▶ [Uit te voeren taken]:
[1] Vat het interview over Sasha Marianna Salzmann samen in twee zinnen.
[2] Beantwoord met behulp van het interview over Sasha Marianna Salzmann de volgende vragen:
(a) In welke stad woonde Salzmann tot 2016?
(b) Wie vertaalde Buiten mezelf?
(c) Op de shortlist van welke prijs belandde het boek?
[3] Citeer uit het interview over Sasha Marianna Salzmann de passage vanaf "De Duitse critici" tot en met "op dit begrip?".

Interview: Karolien Berkvens spreekt Sasha Marianna Salzmann over haar romandebuut 'Buiten mezelf'
Sasha Marianna Salzmann (Wolgograd, 1985) vluchtte op haar tiende met haar ouders naar Duitsland. Ze studeerde aan de Universität der Künste in Berlijn, schreef essays en toneelstukken en was een aantal jaar huisauteur van het Maxim Gorki Theater. Daarna woonde ze – tot de staatstreep van 2016 – in Istanbul. Buiten mezelf is haar debuutroman en verscheen bij Atlas Contact, in een vertaling van Goverdien Hauth-Grubben.
De Duitse critici struikelden zowat over de superlatieven in hun besprekingen van Buiten mezelf. Het boek belandde op de shortlist van de Deutscher Buchpreis en Salzmann werd gebombardeerd tot dé Russisch-Joodse-genderfluïde-migrantenstem van haar generatie. Maar laat u niet misleiden: ‘Die stempels betekenen helemaal niets.’
Ben je gefascineerd door het thema identiteit of is je werk eerder een aanval op dit begrip?

▶ [Gegevensuittreksel]:
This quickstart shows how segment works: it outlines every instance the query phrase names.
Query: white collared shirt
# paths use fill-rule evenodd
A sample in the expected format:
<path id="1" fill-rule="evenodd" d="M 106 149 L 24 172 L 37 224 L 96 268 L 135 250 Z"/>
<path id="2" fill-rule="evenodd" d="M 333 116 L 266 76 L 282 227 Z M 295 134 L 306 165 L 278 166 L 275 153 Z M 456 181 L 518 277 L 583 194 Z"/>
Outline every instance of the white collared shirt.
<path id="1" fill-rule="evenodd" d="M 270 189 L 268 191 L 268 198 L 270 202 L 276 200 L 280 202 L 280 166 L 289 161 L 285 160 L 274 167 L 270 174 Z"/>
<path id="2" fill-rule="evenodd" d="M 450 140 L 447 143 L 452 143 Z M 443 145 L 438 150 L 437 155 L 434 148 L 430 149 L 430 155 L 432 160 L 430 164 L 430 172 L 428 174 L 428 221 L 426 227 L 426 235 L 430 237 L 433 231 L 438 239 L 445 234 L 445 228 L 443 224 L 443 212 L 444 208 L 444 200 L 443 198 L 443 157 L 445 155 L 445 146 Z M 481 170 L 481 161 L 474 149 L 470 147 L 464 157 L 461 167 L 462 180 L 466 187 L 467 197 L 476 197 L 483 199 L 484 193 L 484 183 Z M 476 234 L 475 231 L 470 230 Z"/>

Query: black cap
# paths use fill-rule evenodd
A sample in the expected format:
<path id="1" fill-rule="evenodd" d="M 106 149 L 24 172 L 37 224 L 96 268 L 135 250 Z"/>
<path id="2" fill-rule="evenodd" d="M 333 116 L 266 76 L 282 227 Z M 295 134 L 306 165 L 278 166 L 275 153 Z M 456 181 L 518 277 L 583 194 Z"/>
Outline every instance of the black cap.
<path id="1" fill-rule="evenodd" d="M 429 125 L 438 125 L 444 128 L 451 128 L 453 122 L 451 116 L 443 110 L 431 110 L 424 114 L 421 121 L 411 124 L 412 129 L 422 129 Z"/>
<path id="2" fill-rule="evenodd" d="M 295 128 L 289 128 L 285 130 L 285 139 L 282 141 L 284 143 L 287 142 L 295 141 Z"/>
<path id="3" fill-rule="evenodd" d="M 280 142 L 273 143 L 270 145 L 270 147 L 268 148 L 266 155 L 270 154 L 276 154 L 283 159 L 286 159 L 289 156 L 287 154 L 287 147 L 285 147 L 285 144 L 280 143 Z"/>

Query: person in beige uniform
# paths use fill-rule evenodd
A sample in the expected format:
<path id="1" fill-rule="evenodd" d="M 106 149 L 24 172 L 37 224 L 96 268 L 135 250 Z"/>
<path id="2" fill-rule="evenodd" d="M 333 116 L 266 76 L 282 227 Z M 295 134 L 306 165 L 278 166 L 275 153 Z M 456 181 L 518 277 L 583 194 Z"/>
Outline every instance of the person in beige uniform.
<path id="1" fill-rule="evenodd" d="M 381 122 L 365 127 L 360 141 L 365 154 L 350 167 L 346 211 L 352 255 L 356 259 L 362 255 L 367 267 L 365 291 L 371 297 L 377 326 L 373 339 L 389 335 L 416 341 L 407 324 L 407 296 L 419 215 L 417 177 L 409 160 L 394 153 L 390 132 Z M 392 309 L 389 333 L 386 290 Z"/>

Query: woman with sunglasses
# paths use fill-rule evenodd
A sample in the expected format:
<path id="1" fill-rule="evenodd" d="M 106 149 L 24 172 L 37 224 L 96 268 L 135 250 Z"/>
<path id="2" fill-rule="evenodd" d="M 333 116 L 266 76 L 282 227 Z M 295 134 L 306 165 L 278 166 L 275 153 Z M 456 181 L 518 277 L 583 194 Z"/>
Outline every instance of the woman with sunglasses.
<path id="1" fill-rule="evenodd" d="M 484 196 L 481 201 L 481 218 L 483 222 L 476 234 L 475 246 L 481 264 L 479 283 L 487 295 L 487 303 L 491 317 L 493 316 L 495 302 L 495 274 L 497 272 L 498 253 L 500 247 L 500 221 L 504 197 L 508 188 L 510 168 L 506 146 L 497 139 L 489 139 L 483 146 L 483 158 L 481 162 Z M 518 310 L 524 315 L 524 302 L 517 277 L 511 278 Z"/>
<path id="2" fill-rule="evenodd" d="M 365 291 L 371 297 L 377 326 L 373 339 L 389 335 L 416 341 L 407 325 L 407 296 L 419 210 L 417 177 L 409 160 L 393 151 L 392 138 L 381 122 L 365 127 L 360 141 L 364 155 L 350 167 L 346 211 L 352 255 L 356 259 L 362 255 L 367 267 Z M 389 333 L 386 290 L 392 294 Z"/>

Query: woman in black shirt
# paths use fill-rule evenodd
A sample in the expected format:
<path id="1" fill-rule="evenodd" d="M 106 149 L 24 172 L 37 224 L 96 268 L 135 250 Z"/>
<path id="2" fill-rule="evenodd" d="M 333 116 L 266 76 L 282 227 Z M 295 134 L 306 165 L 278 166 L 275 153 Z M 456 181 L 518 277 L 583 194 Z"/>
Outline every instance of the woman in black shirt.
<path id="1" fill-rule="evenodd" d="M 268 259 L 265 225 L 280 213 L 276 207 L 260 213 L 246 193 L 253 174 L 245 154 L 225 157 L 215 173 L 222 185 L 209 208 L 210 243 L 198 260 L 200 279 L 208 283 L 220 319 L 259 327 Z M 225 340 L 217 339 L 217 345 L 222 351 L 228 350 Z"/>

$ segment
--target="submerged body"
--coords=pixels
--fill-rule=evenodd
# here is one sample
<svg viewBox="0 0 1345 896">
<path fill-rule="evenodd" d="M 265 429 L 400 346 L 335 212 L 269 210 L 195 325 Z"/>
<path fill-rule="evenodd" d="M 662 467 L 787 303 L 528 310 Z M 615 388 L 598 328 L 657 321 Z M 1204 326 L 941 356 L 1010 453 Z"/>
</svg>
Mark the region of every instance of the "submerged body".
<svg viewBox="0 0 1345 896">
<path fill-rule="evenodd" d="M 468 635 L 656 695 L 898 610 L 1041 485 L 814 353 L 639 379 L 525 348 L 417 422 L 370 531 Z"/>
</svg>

▶ [Antwoorden]:
[1] Sasha Marianna Salzmann, in 1985 geboren in Wolgograd en op haar tiende met haar ouders naar Duitsland gevlucht, schreef essays en toneelstukken voordat ze debuteerde met de roman Buiten mezelf. Duitse critici waren lovend, het boek kwam op de shortlist van de Deutscher Buchpreis en Salzmann werd uitgeroepen tot stem van haar generatie, al betekenen die stempels volgens het interview helemaal niets.

[2]
(a) Istanbul
(b) Goverdien Hauth-Grubben
(c) De Deutscher Buchpreis

[3]
De Duitse critici struikelden zowat over de superlatieven in hun besprekingen van Buiten mezelf. Het boek belandde op de shortlist van de Deutscher Buchpreis en Salzmann werd gebombardeerd tot dé Russisch-Joodse-genderfluïde-migrantenstem van haar generatie. Maar laat u niet misleiden: ‘Die stempels betekenen helemaal niets.’
Ben je gefascineerd door het thema identiteit of is je werk eerder een aanval op dit begrip?